Exercise instructions -> For this task, every record below must be reproduced exactly.

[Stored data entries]
===============

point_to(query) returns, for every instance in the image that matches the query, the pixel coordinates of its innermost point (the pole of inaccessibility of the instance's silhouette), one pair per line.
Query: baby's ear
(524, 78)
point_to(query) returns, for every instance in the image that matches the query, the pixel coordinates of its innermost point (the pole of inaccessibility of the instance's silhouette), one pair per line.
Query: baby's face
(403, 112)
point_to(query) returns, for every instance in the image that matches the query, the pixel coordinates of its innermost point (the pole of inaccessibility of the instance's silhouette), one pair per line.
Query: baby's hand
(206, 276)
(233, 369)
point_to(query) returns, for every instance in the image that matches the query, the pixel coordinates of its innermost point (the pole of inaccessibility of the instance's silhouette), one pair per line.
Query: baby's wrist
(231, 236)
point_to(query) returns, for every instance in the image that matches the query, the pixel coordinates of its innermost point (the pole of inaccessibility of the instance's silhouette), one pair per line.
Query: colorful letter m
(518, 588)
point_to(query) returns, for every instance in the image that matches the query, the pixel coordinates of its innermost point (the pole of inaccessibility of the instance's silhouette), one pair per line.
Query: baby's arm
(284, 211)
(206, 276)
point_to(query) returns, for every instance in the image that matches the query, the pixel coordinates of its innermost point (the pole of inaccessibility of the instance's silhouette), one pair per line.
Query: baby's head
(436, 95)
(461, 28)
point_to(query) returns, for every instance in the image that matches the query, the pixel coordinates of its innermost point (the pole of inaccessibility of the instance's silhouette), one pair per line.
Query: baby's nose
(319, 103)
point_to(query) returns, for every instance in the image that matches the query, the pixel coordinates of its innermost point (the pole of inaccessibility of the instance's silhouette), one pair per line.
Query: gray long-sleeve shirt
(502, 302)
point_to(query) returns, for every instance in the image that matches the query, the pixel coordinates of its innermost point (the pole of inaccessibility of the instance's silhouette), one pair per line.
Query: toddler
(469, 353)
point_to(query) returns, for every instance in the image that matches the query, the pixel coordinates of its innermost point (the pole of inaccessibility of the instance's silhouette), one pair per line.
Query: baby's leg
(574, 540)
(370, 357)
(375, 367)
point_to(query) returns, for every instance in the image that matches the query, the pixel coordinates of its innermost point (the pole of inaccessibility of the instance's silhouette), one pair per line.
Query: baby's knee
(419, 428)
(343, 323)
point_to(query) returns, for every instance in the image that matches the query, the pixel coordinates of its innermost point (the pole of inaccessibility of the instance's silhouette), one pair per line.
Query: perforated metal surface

===============

Exercise solution ->
point_to(query) returns, for every instance in the image that matches the query, the pixel coordinates of its innermost point (the pole of inaccessibility of the instance's silhouette), one pair per line.
Query: baby's ear
(524, 78)
point_to(query) returns, for every instance in the image that matches the query, the pixel coordinates of its innermost point (the pole of inaccessibility of the instance's silhouette), one pair per line.
Query: baby's face
(403, 112)
point_to(query) returns, for every instance in the image that matches the query, the pixel coordinates of its innermost point (the pole of inaccessibility of the instance's silhouette), one pair per line.
Query: baby's hand
(206, 276)
(233, 369)
point_to(query) returns, for every instance in the image that matches the query, the pixel coordinates of its innermost point (the pole of inaccessibility of the instance's silhouette), one pair per line.
Query: baby's wrist
(231, 236)
point_to(query) returns, for every instance in the image that matches the query, the pixel coordinates of its innermost point (the pole of inaccessibility of the instance's silhouette), one pair per line.
Query: colorful letter m
(518, 588)
point_to(query) returns, for every instance in the image that matches the query, the pixel coordinates of its innermost point (the pole of inaccessibility of the instance's silhouette), one pair per line.
Query: baby's arm
(284, 211)
(206, 276)
point_to(query) returns, for every instance in the image that matches the query, the pixel coordinates of its innermost point (the pole of inaccessibility of the instance's silhouette), one pair per line.
Query: baby's head
(436, 95)
(461, 28)
point_to(query) returns, for every instance in the image that matches the query, the pixel coordinates of its innermost point (the pole of inaccessibility of the instance's silhouette), one pair per line.
Query: baby's nose
(319, 103)
point_to(query) returns, for every instance in the image that matches the query, the pixel coordinates of its innermost point (the pole of inaccessibility of the instance's silhouette), one pair per line.
Query: gray long-sleeve shirt
(502, 302)
point_to(query) returns, for every instance in the image that matches the query, the pixel coordinates of its innermost point (the pole of inaccessibility of the instance's silhouette), one pair per line.
Query: toddler
(469, 353)
point_to(query) returns, for every instance in the image that matches the query, the pixel coordinates of its innermost point (the pole of inaccessibility of the instance's silhouette), one pair per line.
Query: baby's leg
(574, 540)
(370, 357)
(375, 367)
point_to(query) returns, for every instance in the image that matches the query, the pixel coordinates of its innermost point (the pole of inaccessibility of the instance's silhouette), one pair per line.
Query: baby's knee
(419, 428)
(343, 323)
point_to(query) returns, for every instance in the image that matches the query, the pixel coordinates of its innermost point (the pole of inaccessibility of the instance's silhouette), one pair per line.
Query: perforated metal surface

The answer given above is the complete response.